**Document passage**
☆ ☆ ☆ ☆ ☆

What is metadata?
Metadata are data about data. They offer information that helps to understand the meaning of a digital object, as well as its structure and the actions that are allowed on this object. Actually, you will probably already be producing a large amount of metadata without knowing what metadata actually is.
Imagine you receive a data matrix, which is saved as plain text file, without any further information. What does the 99 in the first row mean? Is it a missing value, the age of a person, an intelligence score, the number of correct words or an ID? Obviously, someone cannot decipher the information that is represented by research data without sufficient knowledge on the data. Metadata is information that recipients require in order to make sense of data and to understand how it can be used. Thus, metadata can be regarded as a kind of documentation. Ideally, this documentation should begin with your research project and should be carried on through its course. Implementing documentation procedures at an early stage in the research process saves time and effort, since the reconstruction of information in a later project stage requires considerable resources (or, at worst, might be impossible).
Before you decide which metadata will be documented, you should define the target audience and the purpose that your metadata will serve. If the documentation is solely done for researchers that are part of your project (e.g. you want to ensure that you will understand the data you created 5 years from now), requirements of your documentation will differ from requirements of a documentation aimed at external researchers from your field or external researchers who are not familiar with your field.
Metadata can be collected for single variables, the whole data set or the whole data collection/study. For every object to be documented there are different aspects that should be considered (e.g. variable: variable name, label, value range, instrument used; data set: file version, file changes, checksum; study: date of data collection, study background, principal investigator, etc.). Depending on your target audience, multilingual documentation may be required.
In general, we recommend to include at least the title and an abstract of your work in your native language and English. This will give a broad audience access to your work. However, in most cases your data will only be interpretable for the international community if the information of your codebook is also available in English.
The NISO, a non-profit association, which develops standards for information management, proposed distinguishing three different types of metadata in their guidelines to understanding metadata (pdf) (Riley, 2017):
- Administrative Metadata provide information on managing a resource, such as when and how it was created, file type and other technical information, and access rights. There are several subsets of administrative data; the following two are sometimes listed as separate metadata types:
- Rights management metadata concern intellectual property rights connected to the data,
- Preservation metadata contain information needed to archive and preserve a resource.
- Structural Metadata indicate how related objects are put together, for example, how pages are ordered to form chapters.
- Descriptive Metadata describe a resource for the purpose of discovery or identification. They can include elements such as title, abstract, author, and keywords.

☆ ☆ ☆ ☆ ☆

(Records for identifying positions)
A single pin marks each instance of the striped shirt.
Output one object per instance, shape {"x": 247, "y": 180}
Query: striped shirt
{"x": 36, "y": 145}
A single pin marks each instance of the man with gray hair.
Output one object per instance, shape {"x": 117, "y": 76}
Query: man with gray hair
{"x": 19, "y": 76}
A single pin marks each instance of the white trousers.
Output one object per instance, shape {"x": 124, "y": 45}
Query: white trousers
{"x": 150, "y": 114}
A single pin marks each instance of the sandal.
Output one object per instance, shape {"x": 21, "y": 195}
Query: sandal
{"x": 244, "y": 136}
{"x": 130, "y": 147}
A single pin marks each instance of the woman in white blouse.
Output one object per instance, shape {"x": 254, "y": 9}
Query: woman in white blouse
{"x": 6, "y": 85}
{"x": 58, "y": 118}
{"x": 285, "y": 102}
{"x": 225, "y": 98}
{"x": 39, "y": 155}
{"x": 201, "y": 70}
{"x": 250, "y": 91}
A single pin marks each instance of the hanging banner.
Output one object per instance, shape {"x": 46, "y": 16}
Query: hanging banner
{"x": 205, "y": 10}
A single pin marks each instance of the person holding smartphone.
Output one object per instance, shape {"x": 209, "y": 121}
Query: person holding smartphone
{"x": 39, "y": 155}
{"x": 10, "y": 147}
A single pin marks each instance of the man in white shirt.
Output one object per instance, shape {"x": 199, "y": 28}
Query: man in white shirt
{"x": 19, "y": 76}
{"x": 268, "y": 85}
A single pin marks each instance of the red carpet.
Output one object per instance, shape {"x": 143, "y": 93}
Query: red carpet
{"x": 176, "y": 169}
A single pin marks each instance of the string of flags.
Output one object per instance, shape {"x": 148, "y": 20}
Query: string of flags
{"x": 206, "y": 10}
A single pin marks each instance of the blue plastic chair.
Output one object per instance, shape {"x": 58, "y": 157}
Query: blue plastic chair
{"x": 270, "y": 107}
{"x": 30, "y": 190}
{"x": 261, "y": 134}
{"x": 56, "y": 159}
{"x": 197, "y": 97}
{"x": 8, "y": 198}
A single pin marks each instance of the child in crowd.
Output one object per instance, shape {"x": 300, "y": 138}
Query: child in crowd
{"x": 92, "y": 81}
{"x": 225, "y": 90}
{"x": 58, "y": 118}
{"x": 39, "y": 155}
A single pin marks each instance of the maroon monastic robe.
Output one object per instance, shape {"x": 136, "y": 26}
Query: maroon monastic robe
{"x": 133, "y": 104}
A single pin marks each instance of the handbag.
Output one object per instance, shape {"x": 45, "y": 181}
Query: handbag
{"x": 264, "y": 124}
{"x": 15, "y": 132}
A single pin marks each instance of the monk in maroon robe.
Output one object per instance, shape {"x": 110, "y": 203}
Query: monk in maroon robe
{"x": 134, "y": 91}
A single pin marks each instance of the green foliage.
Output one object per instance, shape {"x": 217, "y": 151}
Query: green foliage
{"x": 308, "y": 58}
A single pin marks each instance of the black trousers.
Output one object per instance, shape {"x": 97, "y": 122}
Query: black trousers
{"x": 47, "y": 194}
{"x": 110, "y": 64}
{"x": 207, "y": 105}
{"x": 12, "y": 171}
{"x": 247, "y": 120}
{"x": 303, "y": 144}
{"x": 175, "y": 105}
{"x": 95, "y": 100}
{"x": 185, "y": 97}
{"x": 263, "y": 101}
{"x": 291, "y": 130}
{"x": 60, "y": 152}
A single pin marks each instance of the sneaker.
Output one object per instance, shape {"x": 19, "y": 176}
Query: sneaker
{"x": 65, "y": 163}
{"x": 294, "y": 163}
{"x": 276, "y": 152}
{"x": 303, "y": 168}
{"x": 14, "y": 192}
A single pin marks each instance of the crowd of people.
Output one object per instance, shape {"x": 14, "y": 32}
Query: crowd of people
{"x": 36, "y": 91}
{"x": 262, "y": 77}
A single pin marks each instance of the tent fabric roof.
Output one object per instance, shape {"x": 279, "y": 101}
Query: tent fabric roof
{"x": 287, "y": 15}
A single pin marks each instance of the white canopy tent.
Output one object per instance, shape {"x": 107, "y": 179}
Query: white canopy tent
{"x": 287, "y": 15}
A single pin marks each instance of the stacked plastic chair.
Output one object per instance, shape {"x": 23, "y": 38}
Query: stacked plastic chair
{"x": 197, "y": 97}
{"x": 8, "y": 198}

☆ ☆ ☆ ☆ ☆

**Task brief**
According to the page on metadata, what kind of organization is the NISO? Nothing in the lines is needed here.

**Solution for this exercise**
A non-profit association that develops standards for information management.